WHAT THIS TASK INVOLVES ▸
Please count the lines in the rows below that contain the word "dome" and give only that number.

DATASET EXCERPTS ▸

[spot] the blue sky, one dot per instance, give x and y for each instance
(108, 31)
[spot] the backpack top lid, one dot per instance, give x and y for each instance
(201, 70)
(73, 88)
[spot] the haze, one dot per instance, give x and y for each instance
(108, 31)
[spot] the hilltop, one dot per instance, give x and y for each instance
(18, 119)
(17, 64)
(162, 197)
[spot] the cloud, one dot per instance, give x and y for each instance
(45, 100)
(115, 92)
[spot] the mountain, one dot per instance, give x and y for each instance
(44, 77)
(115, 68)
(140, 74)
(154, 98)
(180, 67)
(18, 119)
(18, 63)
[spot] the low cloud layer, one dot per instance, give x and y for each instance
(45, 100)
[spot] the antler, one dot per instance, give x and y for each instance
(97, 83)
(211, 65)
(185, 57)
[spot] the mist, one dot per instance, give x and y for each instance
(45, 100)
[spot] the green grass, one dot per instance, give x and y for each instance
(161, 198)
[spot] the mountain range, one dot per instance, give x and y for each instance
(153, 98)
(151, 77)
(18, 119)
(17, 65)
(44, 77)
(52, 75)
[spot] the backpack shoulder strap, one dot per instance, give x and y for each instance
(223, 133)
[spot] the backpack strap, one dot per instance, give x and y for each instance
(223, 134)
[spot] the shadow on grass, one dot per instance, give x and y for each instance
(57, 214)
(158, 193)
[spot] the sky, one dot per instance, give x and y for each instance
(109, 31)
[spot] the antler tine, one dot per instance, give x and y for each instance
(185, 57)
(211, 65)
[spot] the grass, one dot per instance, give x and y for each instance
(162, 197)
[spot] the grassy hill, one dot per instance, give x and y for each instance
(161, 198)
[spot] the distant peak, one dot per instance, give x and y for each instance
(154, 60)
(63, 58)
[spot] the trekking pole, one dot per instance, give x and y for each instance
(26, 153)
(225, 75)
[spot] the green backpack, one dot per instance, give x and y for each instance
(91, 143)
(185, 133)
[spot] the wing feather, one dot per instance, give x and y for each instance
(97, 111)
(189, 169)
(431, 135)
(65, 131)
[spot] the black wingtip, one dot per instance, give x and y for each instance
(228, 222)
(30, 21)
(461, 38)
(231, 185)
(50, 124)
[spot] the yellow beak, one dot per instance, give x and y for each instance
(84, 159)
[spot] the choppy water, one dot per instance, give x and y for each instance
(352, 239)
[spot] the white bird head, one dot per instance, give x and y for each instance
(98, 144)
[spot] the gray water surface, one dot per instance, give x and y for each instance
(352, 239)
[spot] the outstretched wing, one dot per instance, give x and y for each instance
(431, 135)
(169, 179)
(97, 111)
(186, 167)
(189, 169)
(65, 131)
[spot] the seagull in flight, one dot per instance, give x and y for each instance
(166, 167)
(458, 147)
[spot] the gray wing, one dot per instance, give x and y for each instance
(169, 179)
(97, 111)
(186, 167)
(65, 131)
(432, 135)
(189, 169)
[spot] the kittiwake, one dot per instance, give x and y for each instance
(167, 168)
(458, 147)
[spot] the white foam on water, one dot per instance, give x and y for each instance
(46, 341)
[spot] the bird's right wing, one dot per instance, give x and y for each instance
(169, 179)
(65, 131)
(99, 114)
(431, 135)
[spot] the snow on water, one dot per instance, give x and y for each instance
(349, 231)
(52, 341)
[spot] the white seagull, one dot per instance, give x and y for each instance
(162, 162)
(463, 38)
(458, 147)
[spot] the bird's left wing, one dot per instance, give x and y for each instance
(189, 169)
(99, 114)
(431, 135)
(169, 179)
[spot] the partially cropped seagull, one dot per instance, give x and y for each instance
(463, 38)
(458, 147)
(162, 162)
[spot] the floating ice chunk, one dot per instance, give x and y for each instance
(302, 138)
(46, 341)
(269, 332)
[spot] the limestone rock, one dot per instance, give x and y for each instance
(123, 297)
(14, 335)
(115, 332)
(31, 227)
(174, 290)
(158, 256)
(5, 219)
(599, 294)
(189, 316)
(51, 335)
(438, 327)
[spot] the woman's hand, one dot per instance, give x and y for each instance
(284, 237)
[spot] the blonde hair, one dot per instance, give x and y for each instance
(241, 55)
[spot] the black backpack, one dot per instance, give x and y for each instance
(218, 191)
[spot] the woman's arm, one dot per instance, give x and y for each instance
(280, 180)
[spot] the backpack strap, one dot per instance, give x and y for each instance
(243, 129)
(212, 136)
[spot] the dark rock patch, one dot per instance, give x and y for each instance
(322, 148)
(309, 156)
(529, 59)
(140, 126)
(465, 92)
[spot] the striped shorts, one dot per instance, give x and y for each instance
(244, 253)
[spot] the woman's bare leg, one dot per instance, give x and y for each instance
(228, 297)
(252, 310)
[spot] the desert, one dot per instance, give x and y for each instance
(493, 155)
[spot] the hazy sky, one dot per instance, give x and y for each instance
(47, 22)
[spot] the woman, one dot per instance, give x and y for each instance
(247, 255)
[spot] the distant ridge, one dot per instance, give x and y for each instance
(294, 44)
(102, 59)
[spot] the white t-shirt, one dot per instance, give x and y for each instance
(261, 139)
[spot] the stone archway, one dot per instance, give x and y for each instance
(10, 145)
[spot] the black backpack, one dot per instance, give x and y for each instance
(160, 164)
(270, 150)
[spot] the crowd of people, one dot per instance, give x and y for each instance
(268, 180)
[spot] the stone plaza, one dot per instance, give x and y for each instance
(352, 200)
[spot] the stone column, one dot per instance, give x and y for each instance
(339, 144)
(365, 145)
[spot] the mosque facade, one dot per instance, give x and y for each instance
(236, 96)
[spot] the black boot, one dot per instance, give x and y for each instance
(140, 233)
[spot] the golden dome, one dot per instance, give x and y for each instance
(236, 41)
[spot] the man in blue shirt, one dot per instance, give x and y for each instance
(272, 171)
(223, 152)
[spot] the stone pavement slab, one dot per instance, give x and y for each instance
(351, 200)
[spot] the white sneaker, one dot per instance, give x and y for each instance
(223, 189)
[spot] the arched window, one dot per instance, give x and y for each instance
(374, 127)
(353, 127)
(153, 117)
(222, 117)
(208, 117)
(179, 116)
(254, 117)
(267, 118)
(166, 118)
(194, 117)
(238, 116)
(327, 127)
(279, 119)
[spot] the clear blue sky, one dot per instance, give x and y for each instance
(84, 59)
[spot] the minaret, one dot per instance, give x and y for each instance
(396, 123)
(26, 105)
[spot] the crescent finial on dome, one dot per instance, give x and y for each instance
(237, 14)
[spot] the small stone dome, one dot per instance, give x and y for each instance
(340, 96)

==

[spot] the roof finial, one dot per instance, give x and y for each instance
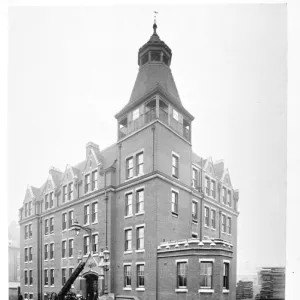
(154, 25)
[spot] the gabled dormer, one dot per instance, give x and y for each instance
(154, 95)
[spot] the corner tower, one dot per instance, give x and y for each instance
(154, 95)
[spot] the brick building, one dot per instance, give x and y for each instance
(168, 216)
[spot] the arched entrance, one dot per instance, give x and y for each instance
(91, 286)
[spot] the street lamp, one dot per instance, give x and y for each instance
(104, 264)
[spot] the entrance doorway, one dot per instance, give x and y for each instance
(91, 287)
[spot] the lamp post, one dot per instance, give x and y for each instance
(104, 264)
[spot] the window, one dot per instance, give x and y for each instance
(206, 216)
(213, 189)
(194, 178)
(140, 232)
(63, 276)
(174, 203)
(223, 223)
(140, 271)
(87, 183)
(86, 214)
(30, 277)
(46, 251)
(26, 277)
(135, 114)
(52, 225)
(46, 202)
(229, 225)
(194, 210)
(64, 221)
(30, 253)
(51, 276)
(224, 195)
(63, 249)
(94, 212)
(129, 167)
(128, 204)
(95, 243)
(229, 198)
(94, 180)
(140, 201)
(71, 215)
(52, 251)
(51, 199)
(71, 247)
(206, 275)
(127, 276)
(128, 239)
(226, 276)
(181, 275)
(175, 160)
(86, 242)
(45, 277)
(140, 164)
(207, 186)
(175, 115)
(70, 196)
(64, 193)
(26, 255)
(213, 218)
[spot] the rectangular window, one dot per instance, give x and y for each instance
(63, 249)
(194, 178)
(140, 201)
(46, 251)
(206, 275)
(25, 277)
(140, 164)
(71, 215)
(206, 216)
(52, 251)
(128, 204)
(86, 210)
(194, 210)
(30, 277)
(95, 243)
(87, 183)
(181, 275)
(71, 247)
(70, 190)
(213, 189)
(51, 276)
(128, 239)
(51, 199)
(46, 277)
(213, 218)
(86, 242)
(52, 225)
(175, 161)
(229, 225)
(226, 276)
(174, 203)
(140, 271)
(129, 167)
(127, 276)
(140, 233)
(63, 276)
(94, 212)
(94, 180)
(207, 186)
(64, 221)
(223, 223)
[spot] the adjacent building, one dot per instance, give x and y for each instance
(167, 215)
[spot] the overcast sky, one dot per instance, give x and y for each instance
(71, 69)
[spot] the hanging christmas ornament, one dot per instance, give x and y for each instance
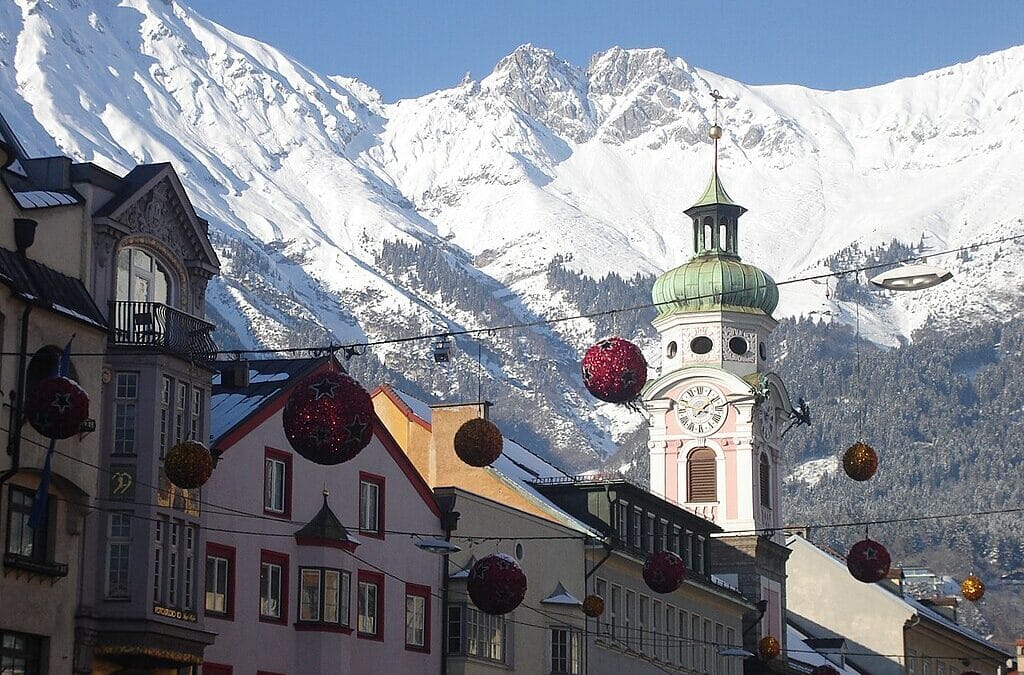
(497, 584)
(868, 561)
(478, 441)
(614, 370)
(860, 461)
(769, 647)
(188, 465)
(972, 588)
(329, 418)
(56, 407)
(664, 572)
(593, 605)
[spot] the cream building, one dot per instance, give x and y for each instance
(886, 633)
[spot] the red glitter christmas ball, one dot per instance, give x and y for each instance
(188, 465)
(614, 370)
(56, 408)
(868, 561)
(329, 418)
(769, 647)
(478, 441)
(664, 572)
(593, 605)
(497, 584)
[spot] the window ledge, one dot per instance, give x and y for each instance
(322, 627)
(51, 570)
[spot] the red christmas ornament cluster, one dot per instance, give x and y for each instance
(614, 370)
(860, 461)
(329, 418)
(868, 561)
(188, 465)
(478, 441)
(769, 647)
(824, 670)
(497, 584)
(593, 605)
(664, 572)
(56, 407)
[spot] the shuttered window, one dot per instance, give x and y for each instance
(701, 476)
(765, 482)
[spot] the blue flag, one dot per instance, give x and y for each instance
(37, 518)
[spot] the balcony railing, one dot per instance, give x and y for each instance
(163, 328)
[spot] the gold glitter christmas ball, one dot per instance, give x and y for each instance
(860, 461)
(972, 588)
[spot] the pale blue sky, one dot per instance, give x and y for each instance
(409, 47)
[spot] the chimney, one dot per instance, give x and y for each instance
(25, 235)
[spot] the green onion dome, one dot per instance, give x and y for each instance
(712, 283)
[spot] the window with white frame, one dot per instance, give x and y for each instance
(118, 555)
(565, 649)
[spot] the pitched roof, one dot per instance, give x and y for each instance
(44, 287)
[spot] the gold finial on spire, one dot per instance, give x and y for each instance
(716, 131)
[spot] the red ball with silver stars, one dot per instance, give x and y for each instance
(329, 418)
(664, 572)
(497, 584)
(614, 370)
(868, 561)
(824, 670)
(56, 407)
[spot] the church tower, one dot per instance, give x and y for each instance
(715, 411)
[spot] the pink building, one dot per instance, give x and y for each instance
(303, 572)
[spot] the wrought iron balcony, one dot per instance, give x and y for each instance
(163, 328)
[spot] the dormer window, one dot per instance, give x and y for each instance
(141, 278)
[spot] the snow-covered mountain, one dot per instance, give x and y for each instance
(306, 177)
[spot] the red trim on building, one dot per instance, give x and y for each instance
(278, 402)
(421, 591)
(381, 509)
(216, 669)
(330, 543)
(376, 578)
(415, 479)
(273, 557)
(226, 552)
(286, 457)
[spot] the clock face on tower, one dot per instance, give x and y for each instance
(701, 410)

* * *

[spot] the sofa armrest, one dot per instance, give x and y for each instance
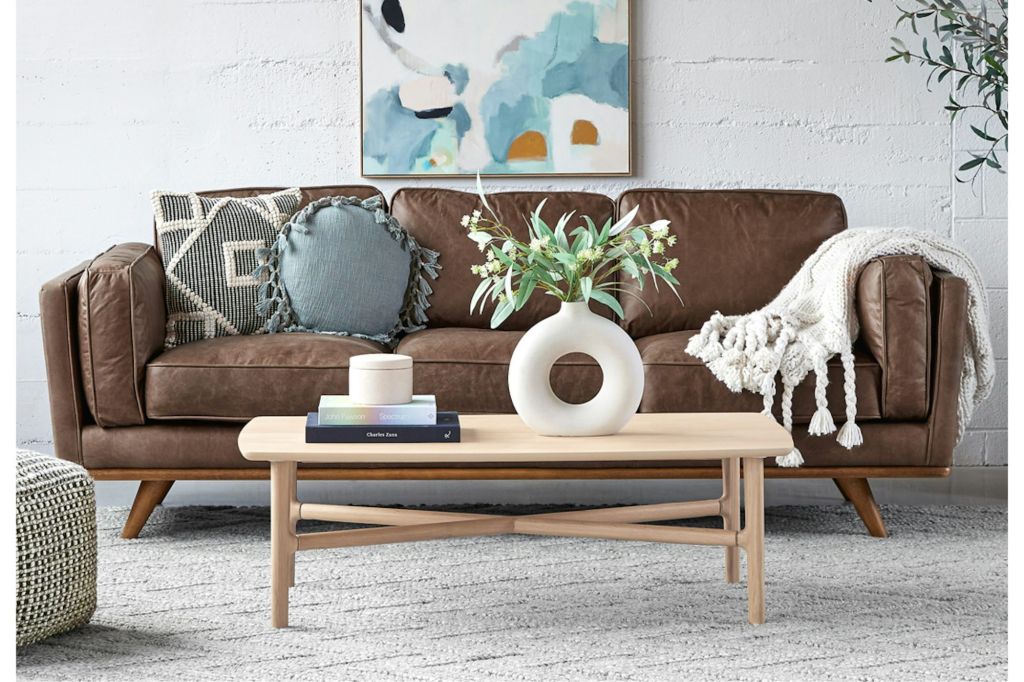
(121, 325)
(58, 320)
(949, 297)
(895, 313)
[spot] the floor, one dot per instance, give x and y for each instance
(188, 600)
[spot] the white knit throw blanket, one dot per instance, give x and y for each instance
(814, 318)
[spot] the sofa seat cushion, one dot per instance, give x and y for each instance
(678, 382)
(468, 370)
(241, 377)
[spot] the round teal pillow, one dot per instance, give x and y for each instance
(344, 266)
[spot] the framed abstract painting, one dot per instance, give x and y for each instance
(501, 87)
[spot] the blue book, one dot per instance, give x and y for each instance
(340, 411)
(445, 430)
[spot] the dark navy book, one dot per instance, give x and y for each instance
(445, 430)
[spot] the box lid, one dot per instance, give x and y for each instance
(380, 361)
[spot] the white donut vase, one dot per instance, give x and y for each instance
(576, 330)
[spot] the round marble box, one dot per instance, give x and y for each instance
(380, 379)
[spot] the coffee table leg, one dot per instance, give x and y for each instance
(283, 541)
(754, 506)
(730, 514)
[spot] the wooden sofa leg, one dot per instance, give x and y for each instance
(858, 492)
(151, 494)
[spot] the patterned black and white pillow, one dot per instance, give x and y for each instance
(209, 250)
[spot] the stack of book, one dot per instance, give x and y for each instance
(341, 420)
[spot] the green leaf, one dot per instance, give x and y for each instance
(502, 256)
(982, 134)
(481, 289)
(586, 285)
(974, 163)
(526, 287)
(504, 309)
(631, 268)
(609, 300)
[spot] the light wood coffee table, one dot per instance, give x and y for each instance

OUTPUT ▸
4